• Provided records:
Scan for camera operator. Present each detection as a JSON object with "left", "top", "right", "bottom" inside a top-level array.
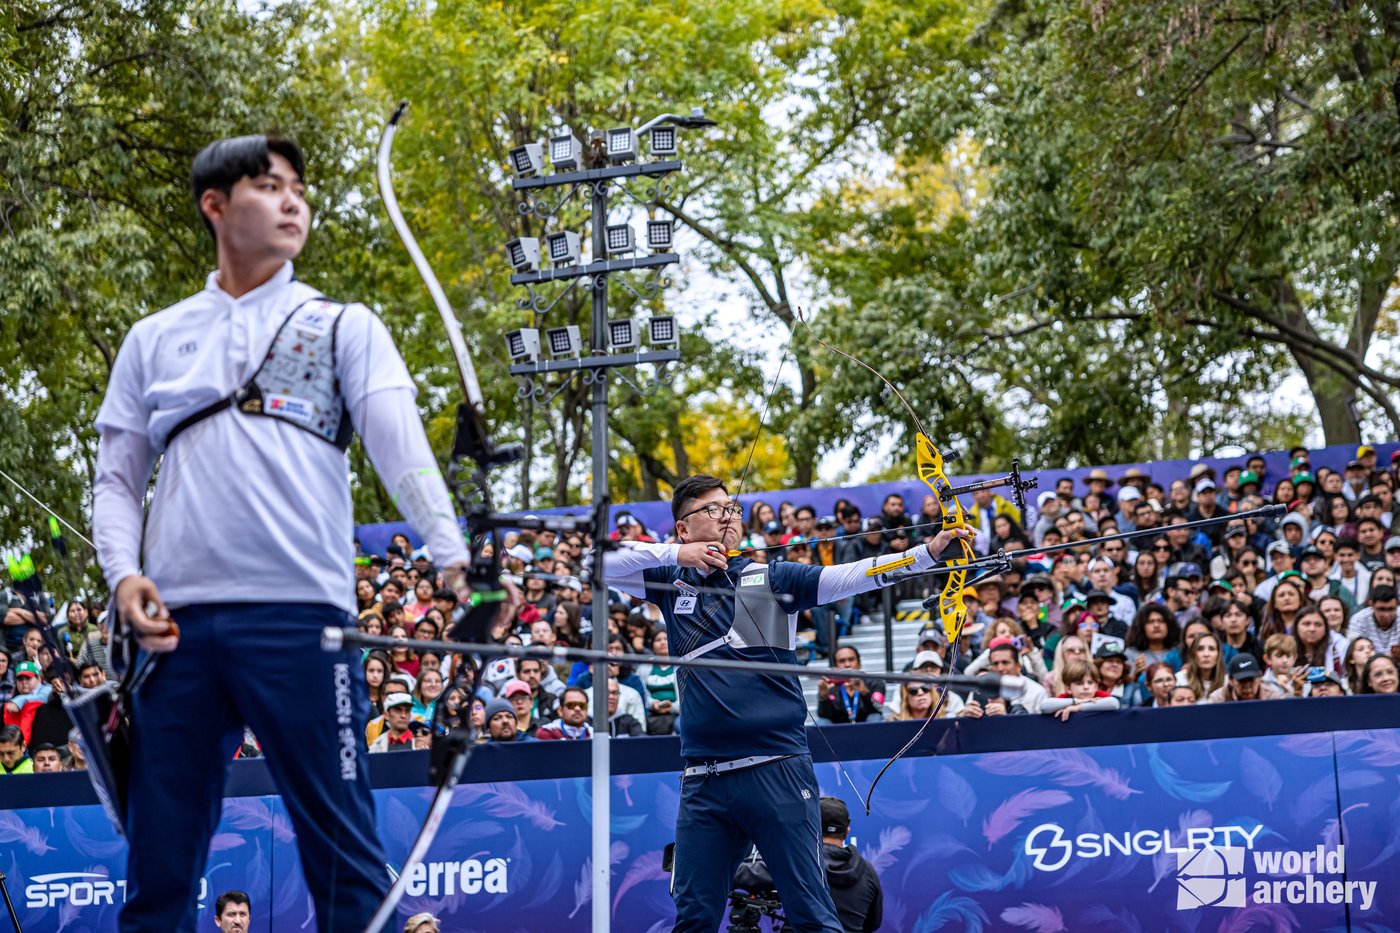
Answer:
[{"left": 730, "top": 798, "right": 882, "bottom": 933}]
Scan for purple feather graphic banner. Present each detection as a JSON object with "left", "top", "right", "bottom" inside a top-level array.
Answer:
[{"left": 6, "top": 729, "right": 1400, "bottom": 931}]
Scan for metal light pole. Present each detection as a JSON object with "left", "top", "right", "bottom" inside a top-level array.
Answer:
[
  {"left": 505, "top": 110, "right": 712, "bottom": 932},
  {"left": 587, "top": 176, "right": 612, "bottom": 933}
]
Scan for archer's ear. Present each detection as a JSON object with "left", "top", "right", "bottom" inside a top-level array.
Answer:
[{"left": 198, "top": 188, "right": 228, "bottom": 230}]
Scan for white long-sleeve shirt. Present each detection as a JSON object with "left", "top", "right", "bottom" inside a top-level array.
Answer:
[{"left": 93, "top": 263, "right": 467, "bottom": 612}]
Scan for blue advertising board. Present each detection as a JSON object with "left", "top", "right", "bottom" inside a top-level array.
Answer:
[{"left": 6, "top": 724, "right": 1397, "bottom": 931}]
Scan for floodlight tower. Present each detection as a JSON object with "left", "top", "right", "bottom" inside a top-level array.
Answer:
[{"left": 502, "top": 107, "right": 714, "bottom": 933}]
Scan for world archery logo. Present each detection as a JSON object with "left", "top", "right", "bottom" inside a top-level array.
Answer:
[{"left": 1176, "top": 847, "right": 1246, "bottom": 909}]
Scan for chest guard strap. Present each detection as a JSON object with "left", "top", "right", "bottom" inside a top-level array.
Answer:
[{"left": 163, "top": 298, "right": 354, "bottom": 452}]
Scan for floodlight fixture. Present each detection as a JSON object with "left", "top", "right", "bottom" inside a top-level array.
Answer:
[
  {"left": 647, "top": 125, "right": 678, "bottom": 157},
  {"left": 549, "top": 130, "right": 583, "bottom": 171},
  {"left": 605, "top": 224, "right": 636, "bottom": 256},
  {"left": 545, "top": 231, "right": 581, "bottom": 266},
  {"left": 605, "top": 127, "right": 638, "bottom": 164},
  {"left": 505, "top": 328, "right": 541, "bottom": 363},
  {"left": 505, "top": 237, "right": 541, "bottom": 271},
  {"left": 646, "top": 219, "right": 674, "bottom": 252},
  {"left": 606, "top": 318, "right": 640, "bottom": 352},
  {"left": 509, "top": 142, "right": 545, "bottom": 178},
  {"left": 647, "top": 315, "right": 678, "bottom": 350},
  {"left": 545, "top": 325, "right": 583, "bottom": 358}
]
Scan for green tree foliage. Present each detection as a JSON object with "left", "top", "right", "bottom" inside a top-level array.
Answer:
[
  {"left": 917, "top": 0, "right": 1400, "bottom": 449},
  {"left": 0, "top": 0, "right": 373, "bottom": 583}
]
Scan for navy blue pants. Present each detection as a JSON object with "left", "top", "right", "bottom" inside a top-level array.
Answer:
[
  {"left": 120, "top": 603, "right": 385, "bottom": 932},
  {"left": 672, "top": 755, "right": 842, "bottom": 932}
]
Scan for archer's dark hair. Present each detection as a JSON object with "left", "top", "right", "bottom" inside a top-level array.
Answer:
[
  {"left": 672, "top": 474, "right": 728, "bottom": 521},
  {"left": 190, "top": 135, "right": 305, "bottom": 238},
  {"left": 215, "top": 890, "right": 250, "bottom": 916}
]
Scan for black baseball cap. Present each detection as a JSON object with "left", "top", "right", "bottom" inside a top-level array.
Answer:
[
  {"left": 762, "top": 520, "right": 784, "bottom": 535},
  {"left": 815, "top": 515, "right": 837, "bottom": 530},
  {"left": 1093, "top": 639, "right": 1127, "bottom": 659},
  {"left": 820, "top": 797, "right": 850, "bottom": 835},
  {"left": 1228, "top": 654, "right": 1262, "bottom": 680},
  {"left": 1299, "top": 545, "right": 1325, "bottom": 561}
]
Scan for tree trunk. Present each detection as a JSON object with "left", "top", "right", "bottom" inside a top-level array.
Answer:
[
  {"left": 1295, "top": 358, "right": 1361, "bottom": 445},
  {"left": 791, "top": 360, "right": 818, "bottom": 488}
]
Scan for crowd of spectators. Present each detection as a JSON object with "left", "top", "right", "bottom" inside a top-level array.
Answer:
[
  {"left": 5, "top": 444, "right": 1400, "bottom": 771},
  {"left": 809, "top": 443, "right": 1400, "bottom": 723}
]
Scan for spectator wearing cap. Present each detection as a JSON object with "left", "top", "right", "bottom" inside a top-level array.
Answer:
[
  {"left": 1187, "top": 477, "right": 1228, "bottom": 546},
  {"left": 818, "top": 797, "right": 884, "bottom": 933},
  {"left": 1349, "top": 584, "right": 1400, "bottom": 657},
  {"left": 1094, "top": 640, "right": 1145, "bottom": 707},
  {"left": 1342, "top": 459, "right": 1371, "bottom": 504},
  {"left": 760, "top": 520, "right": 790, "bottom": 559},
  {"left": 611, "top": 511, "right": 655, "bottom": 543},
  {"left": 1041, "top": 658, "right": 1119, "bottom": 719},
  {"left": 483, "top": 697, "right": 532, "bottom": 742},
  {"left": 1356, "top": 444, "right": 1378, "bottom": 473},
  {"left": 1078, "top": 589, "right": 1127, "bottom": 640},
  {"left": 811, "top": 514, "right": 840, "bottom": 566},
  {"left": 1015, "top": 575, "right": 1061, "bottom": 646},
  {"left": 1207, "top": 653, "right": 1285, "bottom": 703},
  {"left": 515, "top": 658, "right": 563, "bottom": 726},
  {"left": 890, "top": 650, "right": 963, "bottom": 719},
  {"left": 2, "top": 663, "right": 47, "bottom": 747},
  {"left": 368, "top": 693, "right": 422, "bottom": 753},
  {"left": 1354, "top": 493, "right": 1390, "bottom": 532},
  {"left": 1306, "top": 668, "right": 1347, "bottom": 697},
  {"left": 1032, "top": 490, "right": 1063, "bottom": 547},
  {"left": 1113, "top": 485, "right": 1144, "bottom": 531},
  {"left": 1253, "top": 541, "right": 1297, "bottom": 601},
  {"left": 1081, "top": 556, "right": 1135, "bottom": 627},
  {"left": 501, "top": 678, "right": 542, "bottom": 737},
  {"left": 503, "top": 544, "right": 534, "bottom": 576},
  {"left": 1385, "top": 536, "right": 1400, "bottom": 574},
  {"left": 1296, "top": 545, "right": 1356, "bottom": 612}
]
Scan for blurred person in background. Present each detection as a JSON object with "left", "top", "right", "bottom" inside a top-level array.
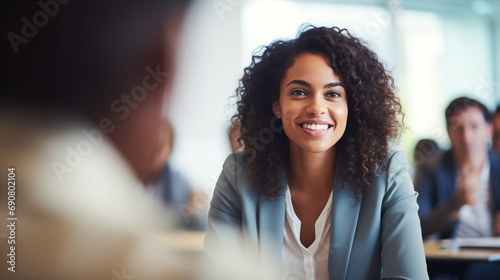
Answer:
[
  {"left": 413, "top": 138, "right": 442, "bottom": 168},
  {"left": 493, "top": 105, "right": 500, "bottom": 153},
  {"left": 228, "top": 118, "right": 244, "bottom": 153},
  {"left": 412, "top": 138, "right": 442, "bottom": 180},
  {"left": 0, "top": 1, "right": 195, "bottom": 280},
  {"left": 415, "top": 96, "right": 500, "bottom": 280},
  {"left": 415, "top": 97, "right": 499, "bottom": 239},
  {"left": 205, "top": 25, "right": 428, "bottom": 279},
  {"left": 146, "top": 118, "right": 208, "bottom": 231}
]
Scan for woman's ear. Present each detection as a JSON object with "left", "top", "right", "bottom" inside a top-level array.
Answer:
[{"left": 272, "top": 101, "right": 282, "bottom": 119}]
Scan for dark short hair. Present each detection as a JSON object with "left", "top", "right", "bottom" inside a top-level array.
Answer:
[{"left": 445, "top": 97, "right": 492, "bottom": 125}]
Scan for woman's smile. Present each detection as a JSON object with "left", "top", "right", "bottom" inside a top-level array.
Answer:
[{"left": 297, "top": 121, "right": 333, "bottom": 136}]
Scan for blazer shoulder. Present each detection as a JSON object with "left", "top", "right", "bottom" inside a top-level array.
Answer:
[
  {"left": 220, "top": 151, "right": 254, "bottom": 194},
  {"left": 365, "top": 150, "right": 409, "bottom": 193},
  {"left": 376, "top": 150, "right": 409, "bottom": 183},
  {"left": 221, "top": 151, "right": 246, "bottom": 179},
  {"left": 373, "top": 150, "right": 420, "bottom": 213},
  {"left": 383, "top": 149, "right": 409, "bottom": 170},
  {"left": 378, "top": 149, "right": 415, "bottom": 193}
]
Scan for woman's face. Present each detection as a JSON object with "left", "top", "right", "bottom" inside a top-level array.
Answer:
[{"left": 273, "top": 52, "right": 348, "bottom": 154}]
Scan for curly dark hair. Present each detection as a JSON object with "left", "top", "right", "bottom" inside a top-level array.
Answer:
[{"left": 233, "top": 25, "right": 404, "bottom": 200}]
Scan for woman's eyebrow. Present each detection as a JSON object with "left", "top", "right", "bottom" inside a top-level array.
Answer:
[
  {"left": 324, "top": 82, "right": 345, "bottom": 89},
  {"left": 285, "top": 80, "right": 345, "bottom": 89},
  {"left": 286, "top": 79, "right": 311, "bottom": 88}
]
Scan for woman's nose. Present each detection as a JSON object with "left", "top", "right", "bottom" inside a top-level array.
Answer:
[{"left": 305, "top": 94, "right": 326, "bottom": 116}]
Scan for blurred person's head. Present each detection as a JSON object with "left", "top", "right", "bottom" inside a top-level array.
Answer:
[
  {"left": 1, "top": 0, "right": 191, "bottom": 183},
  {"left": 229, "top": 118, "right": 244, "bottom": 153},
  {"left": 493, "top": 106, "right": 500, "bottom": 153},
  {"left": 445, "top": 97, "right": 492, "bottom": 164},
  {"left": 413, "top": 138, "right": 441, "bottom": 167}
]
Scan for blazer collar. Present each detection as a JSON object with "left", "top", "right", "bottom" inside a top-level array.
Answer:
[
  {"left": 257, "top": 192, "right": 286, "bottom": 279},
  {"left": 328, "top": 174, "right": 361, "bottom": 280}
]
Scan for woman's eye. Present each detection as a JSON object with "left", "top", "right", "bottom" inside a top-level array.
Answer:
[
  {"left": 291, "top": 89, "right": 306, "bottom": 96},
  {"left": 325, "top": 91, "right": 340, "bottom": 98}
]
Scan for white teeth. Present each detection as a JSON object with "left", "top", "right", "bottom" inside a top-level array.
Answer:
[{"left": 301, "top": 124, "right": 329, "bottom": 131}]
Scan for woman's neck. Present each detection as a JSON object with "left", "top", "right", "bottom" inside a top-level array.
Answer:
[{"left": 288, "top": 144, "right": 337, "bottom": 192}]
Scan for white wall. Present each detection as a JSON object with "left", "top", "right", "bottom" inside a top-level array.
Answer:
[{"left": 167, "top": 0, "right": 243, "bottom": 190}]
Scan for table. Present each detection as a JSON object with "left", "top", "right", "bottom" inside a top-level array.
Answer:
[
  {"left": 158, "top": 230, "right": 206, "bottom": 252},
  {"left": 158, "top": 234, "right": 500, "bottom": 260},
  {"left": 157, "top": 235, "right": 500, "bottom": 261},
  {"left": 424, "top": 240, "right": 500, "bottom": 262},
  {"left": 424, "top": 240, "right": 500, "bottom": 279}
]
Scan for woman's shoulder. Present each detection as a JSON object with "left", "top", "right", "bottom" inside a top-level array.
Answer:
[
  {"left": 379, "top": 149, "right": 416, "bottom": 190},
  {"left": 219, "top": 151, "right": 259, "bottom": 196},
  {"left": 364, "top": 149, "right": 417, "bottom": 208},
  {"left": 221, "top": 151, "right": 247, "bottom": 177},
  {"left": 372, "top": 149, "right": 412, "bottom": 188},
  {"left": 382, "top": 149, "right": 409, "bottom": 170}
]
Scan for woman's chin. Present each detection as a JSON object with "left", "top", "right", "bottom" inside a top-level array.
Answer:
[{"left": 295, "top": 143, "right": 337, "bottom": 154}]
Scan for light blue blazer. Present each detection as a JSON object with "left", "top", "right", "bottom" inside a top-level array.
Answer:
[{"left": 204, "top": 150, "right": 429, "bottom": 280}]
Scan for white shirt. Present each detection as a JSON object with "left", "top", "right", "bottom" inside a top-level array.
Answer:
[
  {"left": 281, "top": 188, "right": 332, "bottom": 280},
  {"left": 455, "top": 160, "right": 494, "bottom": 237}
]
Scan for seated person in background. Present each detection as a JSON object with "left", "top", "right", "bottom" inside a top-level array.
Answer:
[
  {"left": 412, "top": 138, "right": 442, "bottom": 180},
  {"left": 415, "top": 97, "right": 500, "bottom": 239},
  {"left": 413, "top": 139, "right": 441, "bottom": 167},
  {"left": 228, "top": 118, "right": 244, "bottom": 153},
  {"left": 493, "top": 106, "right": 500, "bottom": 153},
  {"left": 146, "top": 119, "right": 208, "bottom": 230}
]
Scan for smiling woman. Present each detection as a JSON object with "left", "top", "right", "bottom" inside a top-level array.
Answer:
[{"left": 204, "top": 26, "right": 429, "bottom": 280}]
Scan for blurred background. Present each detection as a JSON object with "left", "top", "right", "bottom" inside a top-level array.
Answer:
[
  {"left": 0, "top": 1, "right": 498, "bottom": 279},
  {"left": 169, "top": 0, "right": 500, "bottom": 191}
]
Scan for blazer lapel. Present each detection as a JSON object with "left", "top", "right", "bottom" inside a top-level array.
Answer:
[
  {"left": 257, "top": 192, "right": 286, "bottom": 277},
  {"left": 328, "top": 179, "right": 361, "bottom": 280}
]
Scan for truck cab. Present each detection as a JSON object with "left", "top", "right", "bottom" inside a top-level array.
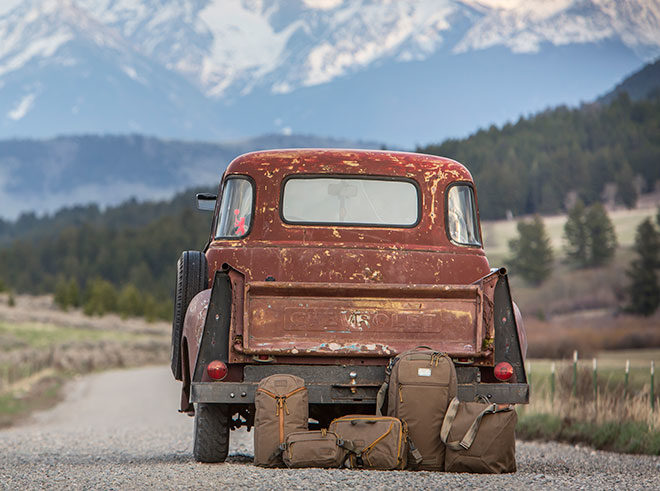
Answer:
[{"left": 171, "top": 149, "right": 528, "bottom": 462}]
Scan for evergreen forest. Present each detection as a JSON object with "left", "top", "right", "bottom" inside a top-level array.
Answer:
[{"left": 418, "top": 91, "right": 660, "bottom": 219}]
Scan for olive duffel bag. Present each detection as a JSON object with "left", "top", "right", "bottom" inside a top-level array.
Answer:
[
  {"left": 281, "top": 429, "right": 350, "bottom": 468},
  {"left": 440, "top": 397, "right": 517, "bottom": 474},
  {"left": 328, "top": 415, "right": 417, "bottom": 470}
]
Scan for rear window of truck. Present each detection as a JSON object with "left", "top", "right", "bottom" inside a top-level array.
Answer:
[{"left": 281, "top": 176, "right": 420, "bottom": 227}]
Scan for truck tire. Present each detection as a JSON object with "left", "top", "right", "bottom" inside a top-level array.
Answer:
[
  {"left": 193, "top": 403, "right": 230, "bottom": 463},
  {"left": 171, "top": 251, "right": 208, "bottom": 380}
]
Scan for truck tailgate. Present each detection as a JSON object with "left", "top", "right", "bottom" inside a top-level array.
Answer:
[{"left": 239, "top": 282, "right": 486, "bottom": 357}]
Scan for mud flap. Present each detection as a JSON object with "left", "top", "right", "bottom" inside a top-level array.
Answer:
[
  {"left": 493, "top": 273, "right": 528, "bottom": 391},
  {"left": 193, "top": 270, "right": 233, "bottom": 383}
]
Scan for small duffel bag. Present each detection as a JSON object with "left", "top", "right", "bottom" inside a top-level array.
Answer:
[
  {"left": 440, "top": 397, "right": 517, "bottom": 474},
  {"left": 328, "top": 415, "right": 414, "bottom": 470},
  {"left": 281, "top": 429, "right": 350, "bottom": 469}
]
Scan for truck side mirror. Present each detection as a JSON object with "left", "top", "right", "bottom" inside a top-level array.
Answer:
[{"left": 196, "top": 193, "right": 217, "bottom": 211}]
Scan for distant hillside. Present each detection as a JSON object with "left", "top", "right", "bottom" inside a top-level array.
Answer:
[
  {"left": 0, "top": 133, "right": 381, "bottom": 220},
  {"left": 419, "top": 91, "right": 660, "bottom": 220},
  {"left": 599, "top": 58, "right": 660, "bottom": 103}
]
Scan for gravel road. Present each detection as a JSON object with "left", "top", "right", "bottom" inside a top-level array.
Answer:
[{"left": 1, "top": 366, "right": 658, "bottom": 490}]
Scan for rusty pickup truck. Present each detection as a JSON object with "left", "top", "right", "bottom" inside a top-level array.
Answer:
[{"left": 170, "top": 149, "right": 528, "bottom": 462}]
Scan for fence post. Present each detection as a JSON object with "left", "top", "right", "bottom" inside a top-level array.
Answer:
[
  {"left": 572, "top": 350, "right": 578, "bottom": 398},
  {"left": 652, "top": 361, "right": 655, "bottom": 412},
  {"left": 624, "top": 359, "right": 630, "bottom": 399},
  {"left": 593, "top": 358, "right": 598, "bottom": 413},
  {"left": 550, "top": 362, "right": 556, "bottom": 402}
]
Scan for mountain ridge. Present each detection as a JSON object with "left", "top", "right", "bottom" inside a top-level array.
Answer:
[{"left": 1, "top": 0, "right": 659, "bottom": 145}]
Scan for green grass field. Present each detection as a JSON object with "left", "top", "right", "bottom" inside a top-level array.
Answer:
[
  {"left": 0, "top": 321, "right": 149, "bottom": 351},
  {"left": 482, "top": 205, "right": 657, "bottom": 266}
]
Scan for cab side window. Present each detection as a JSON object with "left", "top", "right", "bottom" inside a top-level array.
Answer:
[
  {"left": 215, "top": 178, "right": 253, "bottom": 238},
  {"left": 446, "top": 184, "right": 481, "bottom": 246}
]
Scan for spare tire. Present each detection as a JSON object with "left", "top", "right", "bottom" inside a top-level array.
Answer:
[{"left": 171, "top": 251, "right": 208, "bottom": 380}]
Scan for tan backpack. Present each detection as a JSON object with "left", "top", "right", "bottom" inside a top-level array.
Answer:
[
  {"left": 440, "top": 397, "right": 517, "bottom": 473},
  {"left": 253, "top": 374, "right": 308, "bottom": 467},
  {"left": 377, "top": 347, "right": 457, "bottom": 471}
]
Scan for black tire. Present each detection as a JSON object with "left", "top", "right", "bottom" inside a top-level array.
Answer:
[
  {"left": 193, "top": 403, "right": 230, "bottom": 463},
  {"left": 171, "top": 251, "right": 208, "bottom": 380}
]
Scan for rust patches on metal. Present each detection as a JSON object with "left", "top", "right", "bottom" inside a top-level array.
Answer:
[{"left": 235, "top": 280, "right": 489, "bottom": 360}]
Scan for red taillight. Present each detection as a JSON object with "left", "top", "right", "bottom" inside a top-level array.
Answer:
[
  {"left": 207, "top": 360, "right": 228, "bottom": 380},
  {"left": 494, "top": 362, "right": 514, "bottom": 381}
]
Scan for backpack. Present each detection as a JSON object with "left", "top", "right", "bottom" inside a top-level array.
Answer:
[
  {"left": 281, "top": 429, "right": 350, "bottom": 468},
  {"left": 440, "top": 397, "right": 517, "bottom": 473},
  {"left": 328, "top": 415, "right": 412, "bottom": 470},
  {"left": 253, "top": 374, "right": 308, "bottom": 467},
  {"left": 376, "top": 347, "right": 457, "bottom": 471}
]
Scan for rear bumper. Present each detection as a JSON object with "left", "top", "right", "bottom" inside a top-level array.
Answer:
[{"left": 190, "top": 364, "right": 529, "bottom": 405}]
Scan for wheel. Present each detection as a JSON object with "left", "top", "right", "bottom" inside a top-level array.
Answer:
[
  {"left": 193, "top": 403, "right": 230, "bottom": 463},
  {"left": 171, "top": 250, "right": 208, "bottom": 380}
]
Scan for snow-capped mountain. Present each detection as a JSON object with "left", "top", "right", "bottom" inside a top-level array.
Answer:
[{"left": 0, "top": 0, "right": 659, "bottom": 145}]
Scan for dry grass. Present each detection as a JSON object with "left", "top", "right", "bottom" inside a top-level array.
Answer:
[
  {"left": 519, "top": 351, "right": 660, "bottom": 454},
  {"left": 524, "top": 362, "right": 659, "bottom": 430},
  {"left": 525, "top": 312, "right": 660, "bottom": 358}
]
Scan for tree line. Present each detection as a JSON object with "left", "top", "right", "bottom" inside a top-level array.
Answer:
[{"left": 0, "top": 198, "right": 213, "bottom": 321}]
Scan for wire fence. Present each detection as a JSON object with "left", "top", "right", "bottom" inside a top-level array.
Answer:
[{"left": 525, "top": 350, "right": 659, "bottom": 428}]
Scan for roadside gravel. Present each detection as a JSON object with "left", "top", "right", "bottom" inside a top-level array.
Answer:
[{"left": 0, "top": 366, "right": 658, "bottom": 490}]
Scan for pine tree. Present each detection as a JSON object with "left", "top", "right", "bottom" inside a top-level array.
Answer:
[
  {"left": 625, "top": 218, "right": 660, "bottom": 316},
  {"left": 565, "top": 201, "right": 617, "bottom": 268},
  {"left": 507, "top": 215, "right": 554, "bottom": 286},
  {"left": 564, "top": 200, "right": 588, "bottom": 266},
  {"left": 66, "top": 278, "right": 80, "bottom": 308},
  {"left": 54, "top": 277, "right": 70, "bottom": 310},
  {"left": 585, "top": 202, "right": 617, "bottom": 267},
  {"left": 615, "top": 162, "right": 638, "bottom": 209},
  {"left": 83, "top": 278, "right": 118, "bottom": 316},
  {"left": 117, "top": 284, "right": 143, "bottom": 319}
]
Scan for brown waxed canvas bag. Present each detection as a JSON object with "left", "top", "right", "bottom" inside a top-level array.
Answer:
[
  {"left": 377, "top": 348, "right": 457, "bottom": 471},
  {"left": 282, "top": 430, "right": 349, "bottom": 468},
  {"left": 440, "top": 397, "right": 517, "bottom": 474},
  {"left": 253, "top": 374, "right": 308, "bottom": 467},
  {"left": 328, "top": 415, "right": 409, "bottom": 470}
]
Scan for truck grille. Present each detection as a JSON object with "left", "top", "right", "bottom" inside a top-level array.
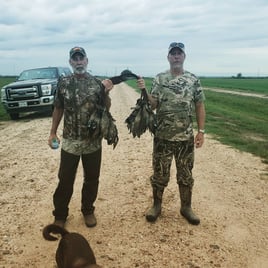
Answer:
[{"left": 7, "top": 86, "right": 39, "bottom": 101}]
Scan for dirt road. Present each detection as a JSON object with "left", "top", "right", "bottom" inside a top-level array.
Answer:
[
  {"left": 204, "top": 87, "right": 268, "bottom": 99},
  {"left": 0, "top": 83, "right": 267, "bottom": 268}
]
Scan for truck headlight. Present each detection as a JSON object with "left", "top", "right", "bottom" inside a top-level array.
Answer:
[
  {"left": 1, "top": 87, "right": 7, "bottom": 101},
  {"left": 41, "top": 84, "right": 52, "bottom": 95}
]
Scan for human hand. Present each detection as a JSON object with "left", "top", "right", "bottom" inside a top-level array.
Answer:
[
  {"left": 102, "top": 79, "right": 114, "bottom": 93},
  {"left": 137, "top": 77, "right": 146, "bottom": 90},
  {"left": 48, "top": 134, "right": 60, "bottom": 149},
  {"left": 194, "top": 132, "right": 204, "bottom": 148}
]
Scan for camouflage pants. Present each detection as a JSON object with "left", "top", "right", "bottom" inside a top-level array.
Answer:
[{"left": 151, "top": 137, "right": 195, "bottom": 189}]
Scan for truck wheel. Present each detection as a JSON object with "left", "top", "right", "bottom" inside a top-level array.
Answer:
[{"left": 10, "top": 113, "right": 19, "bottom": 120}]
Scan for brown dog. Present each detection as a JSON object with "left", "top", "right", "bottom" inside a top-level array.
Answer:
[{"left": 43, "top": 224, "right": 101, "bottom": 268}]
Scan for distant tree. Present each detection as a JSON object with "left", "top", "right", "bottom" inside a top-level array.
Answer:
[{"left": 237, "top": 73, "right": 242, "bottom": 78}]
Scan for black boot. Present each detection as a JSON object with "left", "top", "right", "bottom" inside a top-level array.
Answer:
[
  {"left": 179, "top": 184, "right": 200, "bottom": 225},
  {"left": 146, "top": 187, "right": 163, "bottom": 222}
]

• What the exercise asks: Leave out the pictures. Return exactly the lines from the first line of the records to the line bearing "Scan for purple", inclusive.

• Result for this exercise:
Scan for camera operator. Present each detection as a JSON object with "left", "top", "right", "bottom" inside a top-level array.
Answer:
[{"left": 730, "top": 798, "right": 882, "bottom": 933}]
Scan for purple feather graphic banner. Present each detection as a JSON object with "left", "top", "right", "bottom" inside a top-level array.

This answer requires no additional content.